__Challenge 1__. In the mailing-list thread, where does a document always get routed for updates?

__Page__.
◆ ◆ ◆ ◆

Indexing batches of documents is recommended, not sending one document
per update request.

General performance problems with Solr itself can lead to extremely odd
and unpredictable behavior from SolrCloud.  Most often these kinds of
performance problems are related in some way to memory, either the java
heap or available memory in the system.

http://wiki.apache.org/solr/SolrPerformanceProblems

Thanks,
Shawn



Re: Solrcloud Index corruption

2015-03-05 Thread Mark Miller
If you google replication can cause index corruption there are two jira issues 
that are the most likely cause of corruption in a solrcloud env. 

- Mark

> On Mar 5, 2015, at 2:20 PM, Garth Grimm  
> wrote:
> 
> For updates, the document will always get routed to the leader of the 
> appropriate shard, no matter what server first receives the request.
> 
> -Original Message-
> From: Martin de Vries [mailto:mar...@downnotifier.com] 
> Sent: Thursday, March 05, 2015 4:14 PM
> To: solr-user@lucene.apache.org
> Subject: Re: Solrcloud Index corruption
> 
> Hi Erick,
> 
> Thank you for your detailed reply.

◆ ◆ ◆ ◆

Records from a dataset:
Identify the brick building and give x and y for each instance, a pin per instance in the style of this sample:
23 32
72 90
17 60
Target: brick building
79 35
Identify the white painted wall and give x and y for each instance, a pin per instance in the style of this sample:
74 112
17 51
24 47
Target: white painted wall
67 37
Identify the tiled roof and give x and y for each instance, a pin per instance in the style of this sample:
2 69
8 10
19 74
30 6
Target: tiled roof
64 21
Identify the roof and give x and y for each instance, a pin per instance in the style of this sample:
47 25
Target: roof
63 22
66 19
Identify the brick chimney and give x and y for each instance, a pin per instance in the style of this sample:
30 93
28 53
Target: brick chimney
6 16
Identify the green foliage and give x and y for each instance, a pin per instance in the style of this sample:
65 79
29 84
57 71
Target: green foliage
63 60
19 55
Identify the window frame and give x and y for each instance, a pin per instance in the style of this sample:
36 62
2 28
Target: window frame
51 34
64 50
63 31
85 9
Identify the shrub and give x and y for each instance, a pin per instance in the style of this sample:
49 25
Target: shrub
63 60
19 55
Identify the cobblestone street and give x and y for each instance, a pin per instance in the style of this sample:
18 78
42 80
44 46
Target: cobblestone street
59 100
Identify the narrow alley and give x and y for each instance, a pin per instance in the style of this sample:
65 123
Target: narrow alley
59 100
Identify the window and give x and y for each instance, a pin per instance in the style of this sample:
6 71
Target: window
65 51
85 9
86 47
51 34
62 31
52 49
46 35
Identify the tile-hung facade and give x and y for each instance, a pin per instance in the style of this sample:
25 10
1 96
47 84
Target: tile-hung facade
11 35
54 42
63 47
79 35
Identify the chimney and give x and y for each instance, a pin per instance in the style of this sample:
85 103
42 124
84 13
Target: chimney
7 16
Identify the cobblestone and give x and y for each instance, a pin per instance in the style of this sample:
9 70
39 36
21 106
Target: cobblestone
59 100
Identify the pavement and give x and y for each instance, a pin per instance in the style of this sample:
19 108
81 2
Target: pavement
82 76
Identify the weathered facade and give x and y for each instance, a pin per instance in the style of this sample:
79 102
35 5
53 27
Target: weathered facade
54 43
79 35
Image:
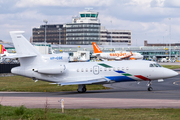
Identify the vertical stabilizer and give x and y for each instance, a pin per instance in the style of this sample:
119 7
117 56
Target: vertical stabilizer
22 45
25 51
96 48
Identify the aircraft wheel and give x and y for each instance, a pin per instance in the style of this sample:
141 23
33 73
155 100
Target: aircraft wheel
150 88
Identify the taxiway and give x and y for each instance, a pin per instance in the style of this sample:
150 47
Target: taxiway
123 95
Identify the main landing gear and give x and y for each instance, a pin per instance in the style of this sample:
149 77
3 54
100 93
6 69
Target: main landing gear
149 86
81 88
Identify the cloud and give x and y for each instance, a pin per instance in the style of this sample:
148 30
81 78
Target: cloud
172 3
62 3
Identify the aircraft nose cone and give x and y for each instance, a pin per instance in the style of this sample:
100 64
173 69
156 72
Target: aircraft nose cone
170 73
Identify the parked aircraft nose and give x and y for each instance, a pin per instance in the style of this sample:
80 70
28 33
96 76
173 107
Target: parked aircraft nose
170 73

◆ ◆ ◆ ◆

__Challenge 2__. Lay out the lines of the records as a JSON list of strings, one string per line, with blank lines omitted. Include only the lines from the one holding "Identify the main" through the end of the records, both ends included.

__Output 1__. To the leader of the appropriate shard.

__Output 2__.
[
  "Identify the main landing gear and give x and y for each instance, a pin per instance in the style of this sample:",
  "149 77",
  "3 54",
  "100 93",
  "6 69",
  "Target: main landing gear",
  "149 86",
  "81 88",
  "Identify the cloud and give x and y for each instance, a pin per instance in the style of this sample:",
  "148 30",
  "81 78",
  "Target: cloud",
  "172 3",
  "62 3",
  "Identify the aircraft nose cone and give x and y for each instance, a pin per instance in the style of this sample:",
  "100 64",
  "173 69",
  "156 72",
  "Target: aircraft nose cone",
  "170 73",
  "Identify the parked aircraft nose and give x and y for each instance, a pin per instance in the style of this sample:",
  "80 70",
  "28 33",
  "96 76",
  "173 107",
  "Target: parked aircraft nose",
  "170 73"
]